Omit the pictures, please, and give each record below again exactly.

------------------------------------------------

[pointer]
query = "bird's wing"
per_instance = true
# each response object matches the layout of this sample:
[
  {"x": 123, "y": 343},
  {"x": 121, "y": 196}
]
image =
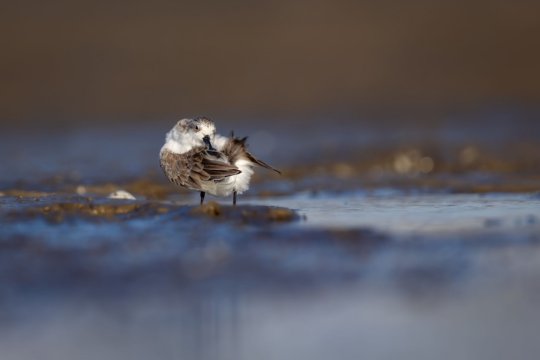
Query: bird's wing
[
  {"x": 195, "y": 166},
  {"x": 236, "y": 149}
]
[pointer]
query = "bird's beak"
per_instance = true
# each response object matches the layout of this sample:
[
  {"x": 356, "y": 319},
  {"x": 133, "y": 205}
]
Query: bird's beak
[{"x": 206, "y": 140}]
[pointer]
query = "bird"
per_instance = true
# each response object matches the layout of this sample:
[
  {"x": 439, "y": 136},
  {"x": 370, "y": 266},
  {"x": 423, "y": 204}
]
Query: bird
[{"x": 196, "y": 158}]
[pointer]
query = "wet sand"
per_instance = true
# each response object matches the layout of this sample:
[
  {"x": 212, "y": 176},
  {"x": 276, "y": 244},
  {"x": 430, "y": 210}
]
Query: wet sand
[{"x": 422, "y": 247}]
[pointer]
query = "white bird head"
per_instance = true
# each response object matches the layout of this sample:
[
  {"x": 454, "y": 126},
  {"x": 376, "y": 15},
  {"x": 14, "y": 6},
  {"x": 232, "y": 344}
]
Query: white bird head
[{"x": 188, "y": 133}]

------------------------------------------------

▸ **Response for this exercise**
[pointer]
query = "bird's wing"
per_instance = true
# each response object matches the layout of this sample:
[
  {"x": 123, "y": 343},
  {"x": 121, "y": 196}
]
image =
Query: bird's wing
[
  {"x": 195, "y": 166},
  {"x": 236, "y": 149}
]
[pointer]
query = "bird's beak"
per_instance = true
# each response object matches the layout of this sample:
[
  {"x": 356, "y": 319},
  {"x": 133, "y": 205}
]
Query: bird's beak
[{"x": 206, "y": 140}]
[pointer]
query = "bird"
per_instance = true
# each response object matches the layout of this sample:
[
  {"x": 439, "y": 136},
  {"x": 370, "y": 266},
  {"x": 423, "y": 204}
]
Query: bird
[{"x": 196, "y": 158}]
[pointer]
query = "wet sand"
per_instance = true
# each response object matches the layout of this sample:
[
  {"x": 212, "y": 176},
  {"x": 276, "y": 244},
  {"x": 430, "y": 210}
]
Query: wet sand
[{"x": 422, "y": 247}]
[pointer]
query = "white bird head"
per_instance = true
# each response object matches the layout of this sample:
[
  {"x": 454, "y": 126},
  {"x": 376, "y": 15},
  {"x": 14, "y": 6},
  {"x": 232, "y": 344}
]
Query: white bird head
[{"x": 188, "y": 133}]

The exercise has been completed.